Copy out the lines of the material below without changes, beginning with the line that contains "Pin each instance of the pupil" and continuing through the end of the material. Copy only those lines.

BEGIN LISTED RECORDS

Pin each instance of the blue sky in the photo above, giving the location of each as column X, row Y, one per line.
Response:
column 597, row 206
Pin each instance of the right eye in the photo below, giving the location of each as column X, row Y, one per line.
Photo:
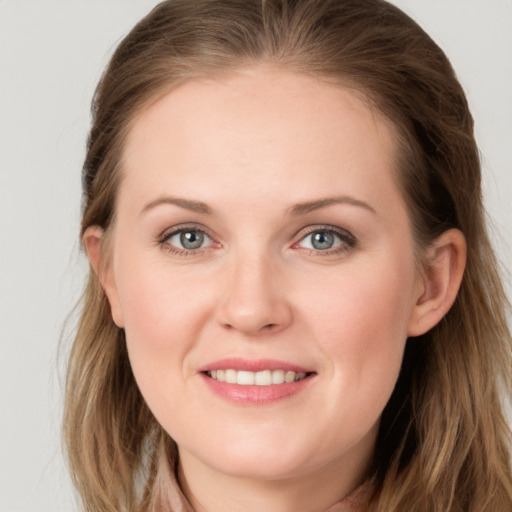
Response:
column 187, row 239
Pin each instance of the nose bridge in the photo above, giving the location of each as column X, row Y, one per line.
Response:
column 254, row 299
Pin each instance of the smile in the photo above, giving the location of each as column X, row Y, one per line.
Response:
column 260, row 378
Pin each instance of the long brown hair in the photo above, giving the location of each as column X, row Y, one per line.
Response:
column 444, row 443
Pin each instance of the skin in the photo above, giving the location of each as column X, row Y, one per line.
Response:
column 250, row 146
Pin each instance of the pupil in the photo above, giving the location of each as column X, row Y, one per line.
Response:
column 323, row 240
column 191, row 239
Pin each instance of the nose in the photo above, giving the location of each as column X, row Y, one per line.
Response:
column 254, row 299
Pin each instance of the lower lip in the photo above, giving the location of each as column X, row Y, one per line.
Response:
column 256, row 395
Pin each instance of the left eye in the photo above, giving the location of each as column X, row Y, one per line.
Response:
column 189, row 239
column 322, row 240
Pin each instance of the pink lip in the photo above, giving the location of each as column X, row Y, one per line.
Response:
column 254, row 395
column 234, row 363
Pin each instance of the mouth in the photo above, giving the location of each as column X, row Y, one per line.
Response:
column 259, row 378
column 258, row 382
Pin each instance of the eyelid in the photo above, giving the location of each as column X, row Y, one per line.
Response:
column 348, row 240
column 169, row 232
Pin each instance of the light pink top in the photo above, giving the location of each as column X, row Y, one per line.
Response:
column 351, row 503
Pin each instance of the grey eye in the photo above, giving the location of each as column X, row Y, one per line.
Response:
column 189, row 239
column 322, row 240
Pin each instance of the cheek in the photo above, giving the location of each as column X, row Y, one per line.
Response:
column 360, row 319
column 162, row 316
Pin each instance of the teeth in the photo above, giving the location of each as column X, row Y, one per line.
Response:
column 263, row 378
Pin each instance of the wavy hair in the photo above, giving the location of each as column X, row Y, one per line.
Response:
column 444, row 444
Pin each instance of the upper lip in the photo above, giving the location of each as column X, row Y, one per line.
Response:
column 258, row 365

END LISTED RECORDS

◆ SOLVED PROBLEM:
Pin each instance of the pupil in the photo above, giving the location of each as column X, row Y, one per line.
Response:
column 323, row 240
column 191, row 239
Pin each instance of the nose in the photo above, giving the location of each as column X, row Y, one per line.
Response:
column 254, row 299
Pin each instance of the lower lip in the photo above, giving the location of each as column X, row Y, one per line.
Response:
column 256, row 395
Pin each instance of the left eye in the photo above, giving the location of each as column X, row Y, one per line.
Response:
column 189, row 239
column 322, row 240
Pin each instance of the pink lip in the photo above, giving the location of each as column X, row Y, one per line.
Response:
column 254, row 395
column 234, row 363
Pin each instance of the mouth in the photo above, giving the location of each as column X, row Y, one per line.
Response:
column 259, row 378
column 258, row 382
Pin each instance of the eyelid in the photo above, giving the location of each as column X, row Y, one per line.
Response:
column 348, row 240
column 169, row 232
Pin each instance of the light pink top in the photo above, giving the location of each as column X, row Y, one per line.
Response:
column 351, row 503
Pin each instance of the grey eye in the photo above, giving the location of each as column X, row Y, one per line.
Response:
column 189, row 239
column 322, row 240
Pin each instance of the cheek in the photo above, giving the location of each as column X, row Y, one per line.
Response:
column 360, row 319
column 162, row 316
Pin each instance of the teeth in the photo above, giving the location of each as column X, row Y, one per line.
Response:
column 263, row 378
Pin each instance of the wavy hair in the photo above, giving the location of each as column X, row Y, one per line.
Response:
column 444, row 444
Pin each instance of the upper lip in the photo above, giving the location of each as column X, row Y, one per line.
Response:
column 258, row 365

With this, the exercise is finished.